_Direction:_
Rewrite each of the records below, substituting "leafy vegetation" for "green foliage" and leaving all other wording unchanged.

_Data listing:_
>> BEGIN

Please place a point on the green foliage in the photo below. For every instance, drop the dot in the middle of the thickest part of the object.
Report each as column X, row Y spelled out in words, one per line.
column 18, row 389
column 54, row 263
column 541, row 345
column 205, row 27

>> END

_Result:_
Please place a point on the leafy vegetation in the photo below. For every instance, drop the dot in the middle of the thickest part of the object.
Report each as column X, row Y spelled out in words, one per line.
column 18, row 389
column 54, row 263
column 541, row 345
column 205, row 27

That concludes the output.